*EXERCISE INPUT*

__________

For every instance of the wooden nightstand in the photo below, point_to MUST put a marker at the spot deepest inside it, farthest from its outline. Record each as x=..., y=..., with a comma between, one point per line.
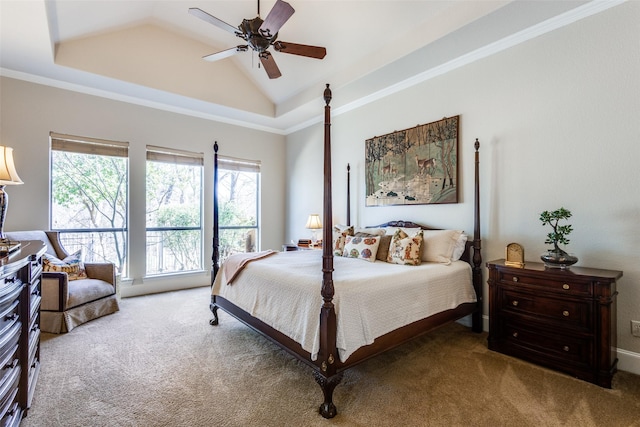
x=562, y=319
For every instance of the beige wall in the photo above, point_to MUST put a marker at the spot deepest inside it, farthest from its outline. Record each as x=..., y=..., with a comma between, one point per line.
x=30, y=111
x=558, y=120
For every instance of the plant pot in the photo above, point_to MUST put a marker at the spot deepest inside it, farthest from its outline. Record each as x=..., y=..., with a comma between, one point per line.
x=558, y=259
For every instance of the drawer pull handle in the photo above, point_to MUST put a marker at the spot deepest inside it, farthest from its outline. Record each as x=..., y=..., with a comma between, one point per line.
x=12, y=365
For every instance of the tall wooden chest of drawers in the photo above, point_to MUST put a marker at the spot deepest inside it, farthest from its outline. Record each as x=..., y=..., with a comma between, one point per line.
x=564, y=319
x=20, y=290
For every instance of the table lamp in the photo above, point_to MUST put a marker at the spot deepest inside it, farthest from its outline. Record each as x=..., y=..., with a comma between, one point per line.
x=8, y=176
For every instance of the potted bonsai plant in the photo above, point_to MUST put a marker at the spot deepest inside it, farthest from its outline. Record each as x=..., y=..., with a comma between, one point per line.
x=557, y=257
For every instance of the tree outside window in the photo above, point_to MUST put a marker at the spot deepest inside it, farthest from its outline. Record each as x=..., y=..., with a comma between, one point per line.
x=89, y=184
x=238, y=206
x=174, y=211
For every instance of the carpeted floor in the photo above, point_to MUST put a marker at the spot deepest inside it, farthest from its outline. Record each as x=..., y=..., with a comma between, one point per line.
x=158, y=362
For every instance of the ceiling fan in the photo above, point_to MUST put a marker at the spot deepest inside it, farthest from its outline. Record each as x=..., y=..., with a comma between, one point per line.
x=259, y=35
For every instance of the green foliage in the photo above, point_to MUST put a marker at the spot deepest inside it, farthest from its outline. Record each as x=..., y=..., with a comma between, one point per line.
x=559, y=233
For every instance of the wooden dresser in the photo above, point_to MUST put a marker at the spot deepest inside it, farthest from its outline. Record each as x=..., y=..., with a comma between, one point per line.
x=561, y=319
x=20, y=291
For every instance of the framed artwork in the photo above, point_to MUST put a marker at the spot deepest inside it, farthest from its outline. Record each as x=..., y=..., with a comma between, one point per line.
x=415, y=166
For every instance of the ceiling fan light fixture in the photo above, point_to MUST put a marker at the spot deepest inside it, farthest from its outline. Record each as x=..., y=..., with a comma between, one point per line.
x=259, y=35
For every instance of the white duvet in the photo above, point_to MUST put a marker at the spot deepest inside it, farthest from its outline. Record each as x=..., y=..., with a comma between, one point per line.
x=371, y=299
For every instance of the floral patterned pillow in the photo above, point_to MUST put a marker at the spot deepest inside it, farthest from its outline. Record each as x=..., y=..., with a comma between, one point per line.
x=340, y=233
x=72, y=265
x=405, y=249
x=365, y=247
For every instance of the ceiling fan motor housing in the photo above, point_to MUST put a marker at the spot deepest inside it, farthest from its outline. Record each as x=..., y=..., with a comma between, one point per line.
x=251, y=33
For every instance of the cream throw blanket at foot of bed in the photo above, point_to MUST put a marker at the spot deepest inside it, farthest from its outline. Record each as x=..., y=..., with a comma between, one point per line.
x=233, y=265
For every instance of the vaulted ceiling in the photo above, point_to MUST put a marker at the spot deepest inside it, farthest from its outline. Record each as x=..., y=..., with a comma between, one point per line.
x=150, y=52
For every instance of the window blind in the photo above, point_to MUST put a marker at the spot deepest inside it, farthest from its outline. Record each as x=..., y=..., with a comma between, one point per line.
x=170, y=155
x=239, y=165
x=86, y=145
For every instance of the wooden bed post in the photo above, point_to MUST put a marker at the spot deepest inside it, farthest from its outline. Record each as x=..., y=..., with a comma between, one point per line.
x=476, y=318
x=327, y=377
x=348, y=194
x=215, y=257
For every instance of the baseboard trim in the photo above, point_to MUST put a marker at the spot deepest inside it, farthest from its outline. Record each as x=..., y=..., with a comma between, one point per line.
x=628, y=361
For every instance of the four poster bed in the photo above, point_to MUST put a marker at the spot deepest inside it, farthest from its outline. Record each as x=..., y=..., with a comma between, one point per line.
x=364, y=314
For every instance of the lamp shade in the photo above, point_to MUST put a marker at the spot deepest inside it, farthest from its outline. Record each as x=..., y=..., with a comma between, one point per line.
x=314, y=222
x=8, y=174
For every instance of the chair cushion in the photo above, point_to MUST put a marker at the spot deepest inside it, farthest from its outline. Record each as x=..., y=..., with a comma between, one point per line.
x=32, y=235
x=72, y=265
x=87, y=290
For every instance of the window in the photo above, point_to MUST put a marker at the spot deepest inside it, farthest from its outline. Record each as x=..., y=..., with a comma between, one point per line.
x=89, y=182
x=238, y=206
x=174, y=211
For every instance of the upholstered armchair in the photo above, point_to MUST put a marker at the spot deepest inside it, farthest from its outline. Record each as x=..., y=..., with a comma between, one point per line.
x=70, y=303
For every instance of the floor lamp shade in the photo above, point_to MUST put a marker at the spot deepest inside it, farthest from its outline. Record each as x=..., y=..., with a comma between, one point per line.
x=8, y=176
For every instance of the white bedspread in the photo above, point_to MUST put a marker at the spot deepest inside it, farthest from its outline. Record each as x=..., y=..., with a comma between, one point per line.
x=371, y=299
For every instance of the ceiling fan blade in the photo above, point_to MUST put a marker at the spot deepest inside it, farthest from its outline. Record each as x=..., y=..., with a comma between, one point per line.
x=276, y=18
x=199, y=13
x=300, y=49
x=270, y=65
x=225, y=53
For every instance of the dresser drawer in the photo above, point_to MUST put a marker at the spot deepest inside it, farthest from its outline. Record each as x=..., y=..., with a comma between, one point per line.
x=9, y=292
x=9, y=317
x=546, y=346
x=13, y=416
x=9, y=343
x=568, y=286
x=9, y=388
x=8, y=371
x=569, y=313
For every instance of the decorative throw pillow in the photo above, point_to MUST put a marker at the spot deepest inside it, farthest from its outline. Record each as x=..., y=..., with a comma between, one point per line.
x=383, y=248
x=459, y=248
x=405, y=249
x=365, y=247
x=439, y=245
x=72, y=265
x=340, y=232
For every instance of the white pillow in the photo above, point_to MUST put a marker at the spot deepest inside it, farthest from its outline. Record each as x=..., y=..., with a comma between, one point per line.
x=364, y=248
x=461, y=244
x=439, y=245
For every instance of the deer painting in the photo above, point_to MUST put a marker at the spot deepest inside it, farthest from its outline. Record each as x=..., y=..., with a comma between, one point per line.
x=425, y=165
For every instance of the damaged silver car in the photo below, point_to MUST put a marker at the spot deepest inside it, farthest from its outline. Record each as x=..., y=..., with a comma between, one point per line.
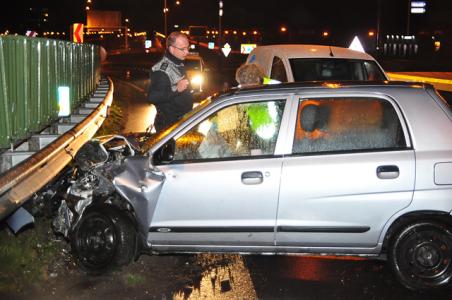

__________

*PROBLEM TO WORK ON*
Rewrite all of the records above, switching "farthest from its outline" to "most distant from its edge" everywhere it occurs and changing nothing else. Leave the pictures out.

*WORKED SOLUTION*
For every instance of the wooden nightstand in the photo below, point_to MUST put a marker at the spot deepest inside it, most distant from its edge. Record each as x=..., y=..., with a comma between, one point per line.
x=562, y=319
For every instance of the beige wall in the photo above, point_to MUST put a marker at the spot deepest inside it, most distant from its edge. Record each as x=..., y=..., with a comma between, one point per line.
x=30, y=111
x=558, y=120
For every instance of the plant pot in the photo above, point_to MUST put a marker at the spot deepest inside it, most distant from its edge. Record each as x=..., y=..., with a comma between, one point per line.
x=558, y=259
For every instance of the drawer pull handle in the photo above, point_to MUST put a marker at the spot deepest inside it, most distant from its edge. Record each as x=..., y=..., with a comma between, one point per line.
x=12, y=365
For every instance of the tall wooden chest of drawers in the photo above, point_to MUST put a marker at the spot deepest inside it, most distant from its edge. Record each as x=..., y=..., with a comma between, one point per line.
x=564, y=319
x=20, y=290
For every instance of the table lamp in the photo above, point_to MUST put a marker at the spot deepest inside it, most distant from its edge. Record each as x=..., y=..., with a comma between, one point per line.
x=8, y=176
For every instance of the potted bonsai plant in the photo above, point_to MUST put a marker at the spot deepest inside it, most distant from its edge. Record each as x=..., y=..., with a comma between, one point per line.
x=557, y=257
For every instance of the tree outside window in the photo above, point_to MUST put a marker at the spot deepest inside it, most distant from its edge. Record each as x=..., y=..., with a comma between, one point per line.
x=89, y=184
x=238, y=206
x=174, y=211
For every instance of the carpeted floor in the photo above, point_to MUST put a marker at the spot deepest inside it, most distant from its edge. Record each as x=..., y=..., with a comma between, one point per line.
x=158, y=362
For every instance of the ceiling fan in the photo above, point_to MUST put a marker at the spot deepest inside it, most distant from its edge. Record each as x=..., y=..., with a comma between, one point per line.
x=259, y=35
For every instance of the green foliage in the photo above, point_to MUST put a marker at the spot deepest inside it, most distant from its edge. Record each as x=..., y=..., with a comma between, one point per line.
x=559, y=233
For every instance of the wooden dresser in the photo above, point_to MUST put a marker at the spot deepest inside it, most distant from its edge. Record each as x=..., y=..., with a comma between, one point per line.
x=561, y=319
x=20, y=291
For every instance of the framed artwork in the photo above, point_to MUST put a marker at the spot deepest inside it, most distant from its edge. Record each as x=..., y=..., with a comma between, one point per line.
x=415, y=166
For every instance of the ceiling fan light fixture in the photo above, point_to MUST put a marker at the spot deepest inside it, most distant from its edge. Record each as x=..., y=..., with a comma between, one point per line.
x=259, y=35
For every instance of the white duvet in the photo above, point_to MUST put a marker at the spot deepest inside it, most distant from its edge. Record each as x=..., y=..., with a comma between, one point per line.
x=371, y=299
For every instance of the floral patterned pillow in the photo above, point_to MUST put a marker at the spot deepest inside it, most distant from its edge. Record each as x=..., y=..., with a comma between, one point per line.
x=340, y=233
x=72, y=265
x=405, y=249
x=365, y=247
For every instance of the ceiling fan motor housing in the photo above, point_to MUST put a marker at the spot deepest inside it, most distant from its edge. Record each as x=..., y=..., with a comma between, one point per line.
x=251, y=33
For every instance of the cream throw blanket at foot of bed in the photo above, point_to MUST put a marker at the spot deepest inside it, most distant from its edge. Record each as x=..., y=..., with a comma between, one point per line.
x=233, y=265
For every instance of the vaulted ceiling in the photo above, point_to MUST put a marker at the spot deepest inside it, most distant from its edge. Record each as x=..., y=..., with a comma between, one point per line.
x=150, y=52
For every instance of the window blind in the photo above, point_to MUST put a marker at the spot deepest inside it, most distant from its edge. Record each as x=..., y=..., with a comma between, one point per line.
x=170, y=155
x=239, y=165
x=86, y=145
For every instance of the wooden bed post in the photo above, point_to MUST put a marker at the spot deepest inside it, most distant from its edge. Record each as x=..., y=..., with a comma between, one point per line.
x=476, y=318
x=327, y=377
x=348, y=194
x=215, y=257
For every instance of the baseboard trim in the photo above, point_to MUST put a marker at the spot deepest inside it, most distant from its edge. Record each as x=..., y=..., with a comma between, one point per line.
x=628, y=361
For every instance of the four poster bed in the photo above, point_to MUST put a marker at the spot deepest inside it, most distant from its edge. Record each as x=..., y=..., with a comma between, one point per line.
x=364, y=314
For every instance of the lamp shade in the photo above, point_to MUST put a marker at the spot deepest inside it, most distant from its edge. Record each as x=..., y=..., with a comma between, one point per line.
x=314, y=222
x=8, y=174
For every instance of the chair cushion in the photo above, point_to MUST put a marker at the spot deepest inside it, most distant from its edge. Record each as x=..., y=..., with a comma between, one point per line.
x=32, y=235
x=72, y=265
x=87, y=290
For every instance of the window in the photo above, point_to MUST put a marker at the spot deepest inside it, most distant from its edge. Record each as x=..., y=..., with a comma between, one point per line.
x=89, y=182
x=238, y=206
x=174, y=211
For every instance of the upholstered armchair in the photo above, point_to MUST put a marker at the spot deepest inside it, most distant from its edge. Record each as x=..., y=..., with a comma between, one point per line.
x=70, y=303
For every instance of the floor lamp shade in the photo above, point_to MUST put a marker at the spot deepest inside it, most distant from its edge. Record each as x=..., y=..., with a comma between, one point per line.
x=8, y=176
For every instance of the white bedspread in the photo above, point_to MUST put a marker at the spot deepest inside it, most distant from its edge. Record each as x=..., y=..., with a comma between, one point per line.
x=371, y=299
For every instance of the ceiling fan blade in the photo above, point_to MUST put a marker at the spot deepest inside it, most distant from its edge. Record each as x=..., y=..., with a comma between, one point per line.
x=276, y=18
x=199, y=13
x=300, y=49
x=270, y=65
x=225, y=53
For every instance of the dresser drawer in the photo above, point_to MUST put a marker at the spot deepest inside it, most distant from its edge. Record each as x=..., y=..., with a comma between, one point per line.
x=9, y=292
x=9, y=317
x=546, y=346
x=13, y=416
x=9, y=343
x=568, y=286
x=9, y=388
x=8, y=371
x=569, y=313
For every instance of the decorative throw pillow in the photo above, point_to MUST put a marker at the spot deepest inside it, most distant from its edge. Record each as x=..., y=..., with a comma between, one point per line.
x=383, y=248
x=459, y=248
x=405, y=249
x=365, y=247
x=439, y=245
x=72, y=265
x=340, y=232
For every instance of the white pillow in the photo above, point_to MUST put a marker at the spot deepest inside it, most distant from its edge. Record each as x=..., y=..., with a comma between, one point per line.
x=364, y=248
x=461, y=244
x=439, y=245
For every instance of the deer painting in the photo above, point_to MUST put a marker at the spot deepest inside it, most distant from its edge. Record each as x=..., y=..., with a comma between, one point per line.
x=425, y=165
For every instance of the damaged silver car in the photo below, point_to MUST put a marker at the spot deepest inside it, most distant from its edge. Record each as x=..., y=..., with a comma between, one point per line.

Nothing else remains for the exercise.